**ABOUT THIS EXERCISE**
Could every line of the data be printed exactly as it reads?

(Saved entries)

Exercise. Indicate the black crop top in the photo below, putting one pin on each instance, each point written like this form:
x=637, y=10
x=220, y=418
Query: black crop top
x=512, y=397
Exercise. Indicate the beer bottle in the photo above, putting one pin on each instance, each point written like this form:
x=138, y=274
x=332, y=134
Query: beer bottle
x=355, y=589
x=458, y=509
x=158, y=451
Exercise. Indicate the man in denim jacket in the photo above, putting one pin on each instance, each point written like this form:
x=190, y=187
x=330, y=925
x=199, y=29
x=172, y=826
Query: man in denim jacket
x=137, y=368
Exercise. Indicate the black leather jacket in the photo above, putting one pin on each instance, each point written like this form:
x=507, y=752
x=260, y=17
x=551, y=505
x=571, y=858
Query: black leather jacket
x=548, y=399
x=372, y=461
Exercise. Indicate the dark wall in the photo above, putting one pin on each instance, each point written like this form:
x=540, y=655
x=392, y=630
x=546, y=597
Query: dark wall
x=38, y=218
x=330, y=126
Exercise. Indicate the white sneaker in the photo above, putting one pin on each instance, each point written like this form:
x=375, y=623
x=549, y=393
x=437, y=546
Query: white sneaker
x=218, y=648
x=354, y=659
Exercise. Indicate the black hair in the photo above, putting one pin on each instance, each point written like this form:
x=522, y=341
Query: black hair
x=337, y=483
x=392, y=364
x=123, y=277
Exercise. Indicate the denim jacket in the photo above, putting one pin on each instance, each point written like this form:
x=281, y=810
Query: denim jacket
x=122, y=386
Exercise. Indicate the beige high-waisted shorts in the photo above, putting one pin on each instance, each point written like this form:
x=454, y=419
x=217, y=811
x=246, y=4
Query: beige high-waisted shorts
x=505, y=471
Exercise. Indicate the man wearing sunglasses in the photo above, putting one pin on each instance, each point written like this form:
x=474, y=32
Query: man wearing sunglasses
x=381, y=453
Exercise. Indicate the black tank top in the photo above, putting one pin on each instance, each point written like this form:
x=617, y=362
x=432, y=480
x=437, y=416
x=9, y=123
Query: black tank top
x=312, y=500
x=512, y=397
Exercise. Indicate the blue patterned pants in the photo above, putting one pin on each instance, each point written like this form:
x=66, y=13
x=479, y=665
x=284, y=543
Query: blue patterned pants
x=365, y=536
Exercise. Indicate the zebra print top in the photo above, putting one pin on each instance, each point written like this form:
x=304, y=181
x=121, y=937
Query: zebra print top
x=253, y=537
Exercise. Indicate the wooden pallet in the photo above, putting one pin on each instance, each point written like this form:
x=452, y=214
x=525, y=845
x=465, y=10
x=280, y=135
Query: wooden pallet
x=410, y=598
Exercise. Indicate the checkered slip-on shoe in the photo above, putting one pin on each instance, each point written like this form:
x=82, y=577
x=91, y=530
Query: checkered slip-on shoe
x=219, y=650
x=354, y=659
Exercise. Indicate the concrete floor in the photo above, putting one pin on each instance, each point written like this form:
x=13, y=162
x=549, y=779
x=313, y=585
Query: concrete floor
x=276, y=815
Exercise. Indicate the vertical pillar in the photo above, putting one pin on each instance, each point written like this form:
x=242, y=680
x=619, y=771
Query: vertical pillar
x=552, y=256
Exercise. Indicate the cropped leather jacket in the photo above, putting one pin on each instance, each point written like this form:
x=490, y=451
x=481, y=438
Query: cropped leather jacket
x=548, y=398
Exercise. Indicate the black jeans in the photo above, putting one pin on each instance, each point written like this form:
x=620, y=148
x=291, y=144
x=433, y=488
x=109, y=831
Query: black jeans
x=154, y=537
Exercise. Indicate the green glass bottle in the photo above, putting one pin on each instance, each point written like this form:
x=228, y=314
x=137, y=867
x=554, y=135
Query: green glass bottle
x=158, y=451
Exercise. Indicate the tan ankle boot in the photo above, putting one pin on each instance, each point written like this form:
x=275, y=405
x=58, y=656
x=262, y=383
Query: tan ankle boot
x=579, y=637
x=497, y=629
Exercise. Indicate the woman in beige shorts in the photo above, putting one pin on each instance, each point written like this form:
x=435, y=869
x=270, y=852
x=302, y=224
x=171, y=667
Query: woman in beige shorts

**TASK RESPONSE**
Exercise. Indicate the black crop top in the photo below, putting one pin on each instance, each point written like this form:
x=637, y=10
x=220, y=418
Query: black crop top
x=512, y=397
Exercise. Indicate the beer bottle in the photo above, putting one pin on each instance, each point written like this form:
x=138, y=274
x=332, y=134
Query: beer bottle
x=355, y=589
x=458, y=509
x=158, y=451
Exercise. Indicate the man in denim jacket in the photo above, putting one pin on each instance, each point written like this form:
x=190, y=187
x=330, y=925
x=199, y=29
x=172, y=826
Query: man in denim jacket
x=137, y=368
Exercise. Indicate the black leather jacket in the photo above, putting one pin on each instance, each point written like this form:
x=507, y=752
x=260, y=17
x=551, y=505
x=571, y=858
Query: black leather jacket
x=548, y=399
x=372, y=461
Exercise. Indicate the dark wall in the photo above, putting one pin on each instance, each point written like this form:
x=540, y=655
x=392, y=630
x=546, y=597
Query: dark wall
x=38, y=218
x=330, y=126
Exercise. Indicate the white sneaker in the photo above, putting one pin on each instance, each point written like this form:
x=375, y=623
x=549, y=393
x=437, y=546
Query: white sneaker
x=218, y=648
x=354, y=659
Exercise. Indicate the black hair in the photo above, putting one pin on each instance, each point written like this form:
x=522, y=341
Query: black hair
x=337, y=483
x=392, y=364
x=123, y=277
Exercise. Indicate the denim jacket in the photo above, putting one pin on each instance, each point written like this form:
x=281, y=810
Query: denim jacket
x=122, y=386
Exercise. Indicate the beige high-waisted shorts in the photo above, putting one pin on each instance, each point written like this form:
x=454, y=419
x=217, y=811
x=246, y=4
Query: beige high-waisted shorts
x=505, y=471
Exercise. Indicate the man wearing sunglasses in the photo above, putting one pin on each instance, each point written like this form:
x=474, y=32
Query: man wearing sunglasses
x=381, y=453
Exercise. Indicate the black tank top in the photo above, putting one pin on each instance, each point written like this form:
x=617, y=362
x=432, y=480
x=437, y=416
x=9, y=123
Query: black tank top
x=312, y=500
x=512, y=397
Exercise. Indicate the blue patterned pants in the photo above, putting one pin on each instance, each point written like this form:
x=66, y=13
x=479, y=665
x=284, y=543
Query: blue patterned pants
x=365, y=536
Exercise. Indicate the zebra print top in the photo above, putting one pin on each instance, each point written like this form:
x=304, y=181
x=121, y=937
Query: zebra print top
x=253, y=537
Exercise. Indicate the wooden pallet in the photo above, putting one pin on each instance, each point written like this form:
x=452, y=214
x=525, y=845
x=465, y=10
x=280, y=135
Query: wooden pallet
x=410, y=598
Exercise. Indicate the checkered slip-on shoe in the photo above, putting one pin on each instance, each point written like this form:
x=82, y=577
x=91, y=530
Query: checkered slip-on shoe
x=219, y=650
x=354, y=659
Exercise. Indicate the concrete floor in the photo above, putting one pin on each instance, each point written like this form:
x=13, y=162
x=549, y=779
x=313, y=585
Query: concrete floor
x=276, y=815
Exercise. Indicate the vertical pillar in the photo above, putting one pin on each instance, each point written like this form:
x=242, y=680
x=619, y=771
Query: vertical pillar
x=552, y=256
Exercise. Indicate the cropped leather jacket in the photo above, putting one pin on each instance, each point written like this form:
x=490, y=451
x=481, y=438
Query: cropped leather jacket
x=548, y=398
Exercise. Indicate the black jeans in the photo above, putting one pin on each instance, each point written like this form:
x=620, y=148
x=291, y=144
x=433, y=488
x=109, y=831
Query: black jeans
x=154, y=537
Exercise. Indicate the green glass bottle in the photo above, putting one pin on each instance, each point written like this form:
x=228, y=314
x=137, y=867
x=554, y=135
Query: green glass bottle
x=158, y=451
Exercise. Indicate the tan ankle boot in the photo above, putting one pin on each instance, each point written like this form:
x=275, y=405
x=58, y=656
x=262, y=383
Query: tan ankle boot
x=579, y=637
x=497, y=629
Exercise. Indicate the woman in beige shorts in the photo above, putting one pin on each instance, each point written like this form:
x=435, y=869
x=270, y=852
x=302, y=224
x=171, y=667
Query: woman in beige shorts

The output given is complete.